SELECTED TEXT >>
┏━━

Media stocks are under pressure, should you be buying into this fall?

Media stocks have been on the nose recently, with all 9 names in the space falling a considerable amount. Has this created value in the space?

Today, the 9 listed media stocks will fall to 8 following the merger of Farifax (ASX: FXJ) and Nine Entertainment (ASX: NEC).

1 Newscorp (ASX: NWS) $18.56

Market stalwart NWS has been the best of the bad bunch over recent months and has actually outperformed the index over the last 5-days. The stock spiked up towards $20 earlier this month following the release its quarterly earnings. The analysts reaction was mixed which has been reflected in the stocks choppy price action.

NWS owns ~61% of REA Group (ASX:REA) which we will look at later, and speculation has been circulating that they may enter into a minor commercial advertising agreement with SWM in part response to Nine’s takeover of Fairfax which gained approval in the Federal Court earlier this week i.e. the corporate wheel in this sector keeps turning.

Newscorp (ASX: NWS) Chart

2 Carsales.com (ASX: CAR) $12.25

CAR has clearly found some support around $11 but technically we can still see sub $10 – MM has been bearish CAR for most of 2018. The second hand car market has been weakening alongside the local housing market, although not to the same degree at this stage. We covered the sector in an income report a few weeks ago (click here).  Automotive Holdings (ASX: AHG) has been a standout casualty with the stock halving in 2018.

Carsales.com (ASX: CAR) Chart

3 Nine Entertainment (ASX: NEC) $1.73

NEC has tumbled 41% in 2018 being pulled lower by its proposed takeover / merger partner Fairfax which has witnessed a collapse to a 52-week low. Thinking about the Nine (post Fairfax takeover) their main growth assets are Stan and Domain Holdings (ASX: DHG), which Fairfax holds nearly 60% of after spinning out the rest on late 2017.

┗━━

DIRECTIVE 1 >>
Answer these from the media stocks article:
(a) About what share of REA Group does NWS own?
(b) Around what price has CAR found support?
(c) How much has NEC fallen in 2018?
DIRECTIVE 2 >>
Rewrite as a bulleted list the paragraph in the media stocks article that begins "CAR has clearly found some support", keeping its main facts.
DIRECTIVE 3 >>
Carry on writing the media stocks article from the point where it stops.

PROVIDED DATA >>

┏━━

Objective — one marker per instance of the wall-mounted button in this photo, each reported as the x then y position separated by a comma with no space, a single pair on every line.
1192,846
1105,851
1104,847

┗━━

WRITTEN RESPONSE 1 >>
(a) About 61%.
(b) Around $11.
(c) 41%.

WRITTEN RESPONSE 2 >>
- CAR has found support around $11, but the stock could technically still fall below $10.
- MM has been bearish on CAR for most of 2018.
- The second-hand car market has been weakening along with the local housing market, though not as much so far.
- The sector was covered in an income report a few weeks earlier.
- Automotive Holdings (ASX: AHG) has been a standout casualty, with its stock halving in 2018.

WRITTEN RESPONSE 3 >>
Unfortunately for NEC, Domain’s performance has been disappointing since listing, with the shares hitting a record low of $2.29 earlier this month. They closed on their first day of trading at $3.69

Nine Entertainment (ASX: NEC) Chart

4 REA Group (ASX: REA) $75

REA Group which is better known as realestate.com.au to most of us recently posted 17% revenue growth for Q1 of this financial year.

Considering that REA is a growth stock its relative small pullback is an excellent indication of the strength on the underlying business. The bull case for REA is that as house prices fall houses take longer to sell and require a greater marketing effort which increases revenue. ASX: REA share price was surging recently and we covered it in this report.

REA Group (ASX: REA) Chart

5 oOH! Media Ltd (ASX: OML) $4.17

OML is a fairly new kid on the block and it’s another growth stock that’s endured a tough 2018. The company is becoming a marketing and media conglomerate which could in the years to come help Sydney and Melbourne resemble other international cities with huge neon advertising adorning buildings.

Last financial year oOhMedia reported a net profit of $9.2 million on revenue of almost $200 million. Still yielding 3.25% fully franked.

Also in the current financial year OML has completed the $570 million acquisition of outdoor advertising rival Adshel.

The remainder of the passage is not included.